■ Source material:
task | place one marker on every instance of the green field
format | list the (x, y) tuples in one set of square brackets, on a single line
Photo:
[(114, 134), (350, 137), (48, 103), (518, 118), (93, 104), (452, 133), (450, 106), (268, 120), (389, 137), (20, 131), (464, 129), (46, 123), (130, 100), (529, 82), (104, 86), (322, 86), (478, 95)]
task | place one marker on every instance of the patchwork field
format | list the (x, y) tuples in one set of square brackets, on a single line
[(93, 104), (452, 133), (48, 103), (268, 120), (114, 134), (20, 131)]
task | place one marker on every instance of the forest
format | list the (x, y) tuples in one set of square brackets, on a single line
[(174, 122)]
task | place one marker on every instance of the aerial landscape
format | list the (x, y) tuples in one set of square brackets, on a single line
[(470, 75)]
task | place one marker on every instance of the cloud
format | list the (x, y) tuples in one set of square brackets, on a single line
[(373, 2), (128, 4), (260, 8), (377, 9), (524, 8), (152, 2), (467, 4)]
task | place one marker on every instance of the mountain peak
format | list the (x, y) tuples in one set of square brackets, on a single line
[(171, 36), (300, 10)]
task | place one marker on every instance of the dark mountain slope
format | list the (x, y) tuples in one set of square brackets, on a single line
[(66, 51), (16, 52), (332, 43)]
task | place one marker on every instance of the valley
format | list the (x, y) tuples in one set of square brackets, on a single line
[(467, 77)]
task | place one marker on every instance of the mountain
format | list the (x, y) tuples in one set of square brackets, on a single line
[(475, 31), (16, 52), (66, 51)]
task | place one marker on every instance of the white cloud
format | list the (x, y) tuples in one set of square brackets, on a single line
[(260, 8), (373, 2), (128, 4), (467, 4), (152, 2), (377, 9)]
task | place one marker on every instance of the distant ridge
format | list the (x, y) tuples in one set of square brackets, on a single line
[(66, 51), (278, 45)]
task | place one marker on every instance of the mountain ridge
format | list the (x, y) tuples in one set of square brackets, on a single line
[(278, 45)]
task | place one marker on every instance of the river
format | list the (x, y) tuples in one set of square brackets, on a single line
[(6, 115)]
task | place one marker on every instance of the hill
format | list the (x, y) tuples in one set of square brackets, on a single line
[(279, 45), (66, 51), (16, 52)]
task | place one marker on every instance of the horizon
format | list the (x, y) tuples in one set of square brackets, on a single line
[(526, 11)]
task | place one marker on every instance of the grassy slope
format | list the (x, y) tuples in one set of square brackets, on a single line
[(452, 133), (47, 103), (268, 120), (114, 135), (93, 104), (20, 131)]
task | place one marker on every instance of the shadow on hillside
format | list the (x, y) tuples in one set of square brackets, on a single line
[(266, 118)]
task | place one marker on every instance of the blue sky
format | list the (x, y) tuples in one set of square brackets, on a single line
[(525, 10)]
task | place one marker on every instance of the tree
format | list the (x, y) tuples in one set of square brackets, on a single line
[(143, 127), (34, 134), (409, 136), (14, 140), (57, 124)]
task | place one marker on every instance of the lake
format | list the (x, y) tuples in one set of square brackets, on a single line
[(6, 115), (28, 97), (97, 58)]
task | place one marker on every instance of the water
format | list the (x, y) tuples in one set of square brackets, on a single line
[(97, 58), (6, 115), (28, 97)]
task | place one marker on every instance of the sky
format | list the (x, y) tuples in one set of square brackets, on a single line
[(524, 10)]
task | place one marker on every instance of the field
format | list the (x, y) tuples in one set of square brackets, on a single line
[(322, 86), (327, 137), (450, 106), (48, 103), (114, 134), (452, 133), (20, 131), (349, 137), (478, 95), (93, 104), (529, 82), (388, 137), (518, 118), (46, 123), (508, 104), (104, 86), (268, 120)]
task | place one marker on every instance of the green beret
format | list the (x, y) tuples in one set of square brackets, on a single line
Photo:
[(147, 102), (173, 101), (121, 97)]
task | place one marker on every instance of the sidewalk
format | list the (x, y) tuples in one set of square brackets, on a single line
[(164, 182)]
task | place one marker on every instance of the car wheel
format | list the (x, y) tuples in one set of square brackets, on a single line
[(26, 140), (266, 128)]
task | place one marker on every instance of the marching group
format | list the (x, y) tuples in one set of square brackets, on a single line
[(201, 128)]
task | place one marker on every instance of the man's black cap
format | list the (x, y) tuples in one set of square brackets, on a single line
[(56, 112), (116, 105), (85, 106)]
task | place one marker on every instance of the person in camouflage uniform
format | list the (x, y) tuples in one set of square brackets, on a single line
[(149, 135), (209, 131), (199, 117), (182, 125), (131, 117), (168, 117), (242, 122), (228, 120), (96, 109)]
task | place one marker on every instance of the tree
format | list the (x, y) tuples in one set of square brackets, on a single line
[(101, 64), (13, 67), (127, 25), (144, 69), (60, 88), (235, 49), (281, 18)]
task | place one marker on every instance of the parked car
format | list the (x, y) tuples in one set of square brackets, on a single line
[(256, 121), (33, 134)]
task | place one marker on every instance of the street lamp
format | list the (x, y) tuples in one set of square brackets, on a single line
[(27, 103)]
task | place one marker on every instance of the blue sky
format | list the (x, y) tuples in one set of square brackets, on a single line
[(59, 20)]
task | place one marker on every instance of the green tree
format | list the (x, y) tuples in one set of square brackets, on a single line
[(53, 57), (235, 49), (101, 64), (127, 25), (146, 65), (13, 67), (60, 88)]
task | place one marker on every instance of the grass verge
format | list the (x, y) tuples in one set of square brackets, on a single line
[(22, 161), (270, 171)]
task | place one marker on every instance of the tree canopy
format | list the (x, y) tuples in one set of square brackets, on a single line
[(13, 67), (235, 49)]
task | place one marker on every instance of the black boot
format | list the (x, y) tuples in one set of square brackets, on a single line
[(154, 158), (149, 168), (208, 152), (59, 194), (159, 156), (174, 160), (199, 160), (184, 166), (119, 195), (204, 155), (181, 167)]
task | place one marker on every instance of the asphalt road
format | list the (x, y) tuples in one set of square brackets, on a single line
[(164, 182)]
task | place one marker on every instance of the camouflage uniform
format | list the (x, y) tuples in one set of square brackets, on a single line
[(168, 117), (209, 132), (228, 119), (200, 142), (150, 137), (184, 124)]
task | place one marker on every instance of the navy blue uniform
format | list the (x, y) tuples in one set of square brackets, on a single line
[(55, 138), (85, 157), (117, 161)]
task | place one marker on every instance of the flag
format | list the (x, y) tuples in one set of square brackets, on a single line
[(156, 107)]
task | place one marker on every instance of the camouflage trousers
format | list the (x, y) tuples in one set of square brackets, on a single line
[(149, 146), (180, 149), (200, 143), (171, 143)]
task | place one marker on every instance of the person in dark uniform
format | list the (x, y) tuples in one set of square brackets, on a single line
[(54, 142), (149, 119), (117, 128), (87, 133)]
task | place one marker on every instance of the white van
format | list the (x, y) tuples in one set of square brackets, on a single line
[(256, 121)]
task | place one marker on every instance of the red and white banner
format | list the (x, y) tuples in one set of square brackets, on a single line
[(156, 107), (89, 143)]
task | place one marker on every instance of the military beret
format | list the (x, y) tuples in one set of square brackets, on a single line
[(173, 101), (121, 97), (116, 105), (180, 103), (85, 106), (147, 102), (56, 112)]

■ What is asked: Beginning at the line containing "task | place one marker on every instance of the asphalt", repeat each line exactly through the last line of the entries, and include no other lines.

■ Result:
task | place one marker on every instance of the asphalt road
format | list the (x, y) tuples in one set of square brackets, on a single line
[(164, 182)]
task | place one marker on every instance of the camouflage uniform
format | list the (x, y) tuples in one set of square brackets, on a single line
[(168, 117), (209, 132), (228, 119), (200, 142), (150, 137), (184, 124)]
task | place one marker on every instance of the navy blue uniform
format | list the (x, y) tuples in one set of square brackets, on a single line
[(55, 138), (85, 157), (117, 161)]
task | place one marker on every instance of the flag
format | list the (x, y) tuples in one set of square brackets, on a single line
[(156, 107)]
task | place one marker on every instance of the camouflage trousers
format | list the (x, y) tuples in one set of square brackets, on a single line
[(149, 146), (180, 149), (200, 143), (171, 143)]
task | place one marker on every instance of the person in dark uniform
format | list the (x, y) tuples in one set of square brackets, on a single line
[(54, 142), (149, 119), (117, 128), (87, 133)]
task | place one marker on every instance of the white van
format | list the (x, y) tuples in one set of square brackets, on a single line
[(256, 121)]
task | place one marker on every instance of the red and white banner
format | list the (x, y) tuples in one set of square brackets, on a single line
[(156, 107), (89, 143)]
task | place one marker on every instance of the military beret
format | list the (x, y) tuples in one set of square brackets, on a single line
[(173, 101), (121, 97), (116, 105), (180, 103), (85, 106), (147, 102), (56, 112)]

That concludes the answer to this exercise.